=== PROVIDED TEXT ===
+ + + +

Despite Western media Gazprom rhetoric, Russia Is To Become China’s Largest LNG Supplier

Just a month after Western media took aim at Russia for not being able to reach agreement with China on increased gas supplies, Russia has announced that supplies of Russian gas to China via the Far Eastern route will start in 2027.

Western media reports of China’s alleged rebuffing of Russian gas are numerous but primary examples can be seen here, here, here, and here

Many have also talked up the damage done to Gazprom’s business including allegations the company may never recover – see here, here, here and here.

Readers can make up their own opinions on the accuracy of Western media reporting on the issue, as Gazprom CEO Aleksey Miller made the announcement of increased Russian gas sales to China on Friday (June 28).

The Far Eastern route will deliver supplies of Russian natural gas from the shelf off Sakhalin Island to China. Moscow and Beijing had actually sealed an agreement for additional pipeline gas deliveries this route in February 2023.

According to Miller, the Far Eastern route will have an annual capacity of 10 billion cubic meters (bcm) once fully operational. The project involves the construction of a cross-border section across the Ussuri River between the already operational Russian pipeline and the Chinese city of Hulin.

Miller said that “With the Power of Siberia and the Far Eastern route reaching full capacity, Russia will become the largest gas supplier to China.”

Russia currently supplies gas to China via the Power of Siberia pipeline, a section of the so-called Eastern Route, under a bilateral 30-year agreement. Deliveries started in 2019, and the pipeline is expected to reach its full operational capacity of 38 bcm of natural gas annually next year, according to Miller.

Gazprom has been systematically boosting gas exports to China via the pipeline, he elaborated.

Moscow and Beijing are also nearing a deal on the construction of a mega gas pipeline known as the Power of Siberia 2. It will transport up to 50 bcm of gas annually from the Yamal Region in northern Russia to China via Mongolia.

Once all the pipelines are fully operational, the volume of Russian gas supplies to China could reach nearly 100 bcm annually.

“Russian gas is in demand in China,” Miller said on Friday, adding that in 2023 supplies exceeded contractual obligations by 700 million cubic meters. “At the beginning of this year, we continued to break records for daily exports to Chinese consumers.”

Natural gas consumption in China is projected to double by the middle of this century.

+ + + +

=== MATERIAL PROVIDED ===

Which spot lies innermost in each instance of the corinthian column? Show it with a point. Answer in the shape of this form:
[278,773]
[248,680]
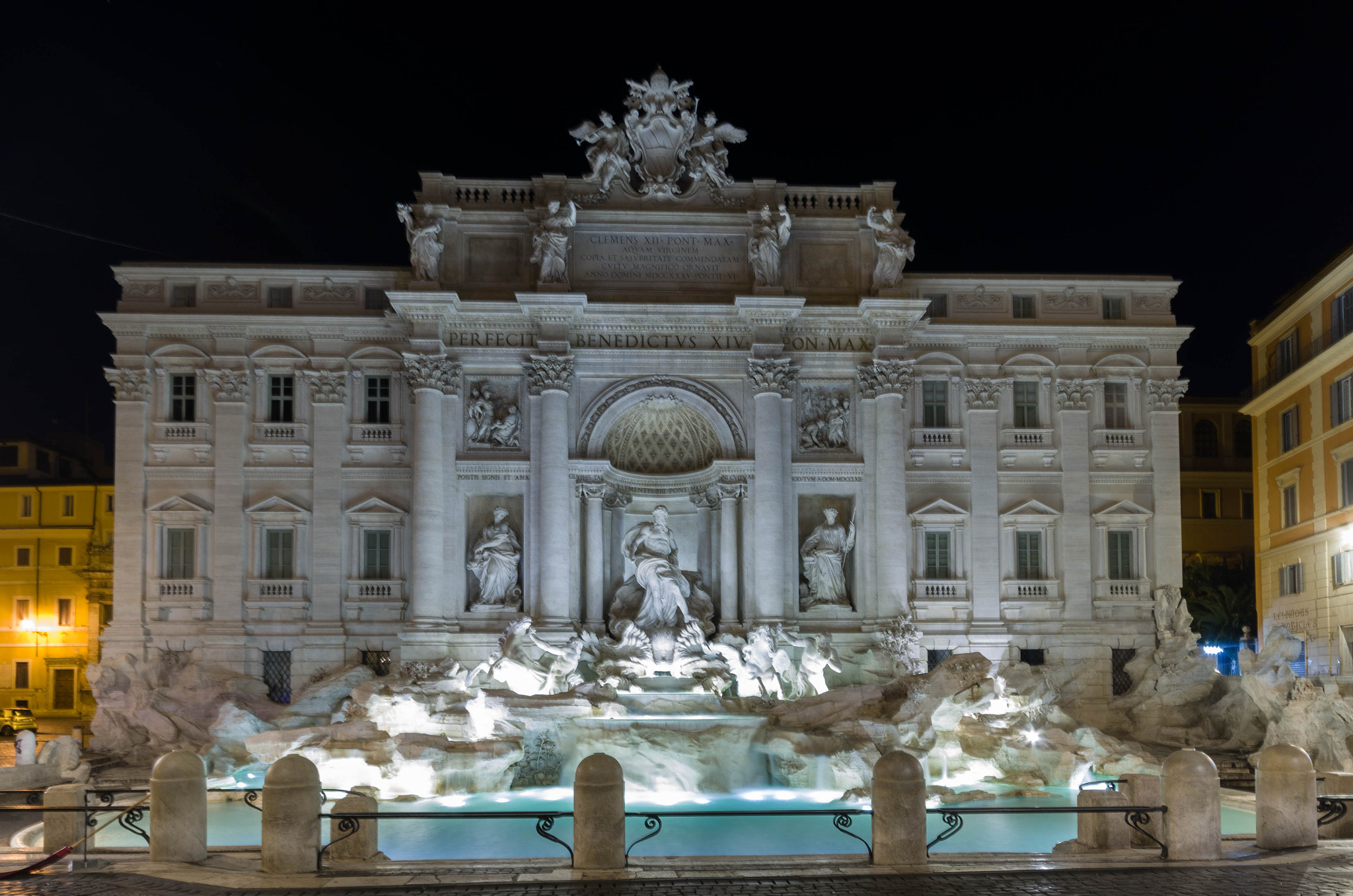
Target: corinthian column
[770,380]
[126,633]
[425,630]
[548,376]
[888,382]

+ + + +

=== YOUR TASK ===
Rewrite the passage of the article on Russian gas supplies to China from "Russia currently supplies" up to and including "China via Mongolia.", swapping "systematically" for "steadily".

=== SOLUTION FOR THIS EXERCISE ===
Russia currently supplies gas to China via the Power of Siberia pipeline, a section of the so-called Eastern Route, under a bilateral 30-year agreement. Deliveries started in 2019, and the pipeline is expected to reach its full operational capacity of 38 bcm of natural gas annually next year, according to Miller.

Gazprom has been steadily boosting gas exports to China via the pipeline, he elaborated.

Moscow and Beijing are also nearing a deal on the construction of a mega gas pipeline known as the Power of Siberia 2. It will transport up to 50 bcm of gas annually from the Yamal Region in northern Russia to China via Mongolia.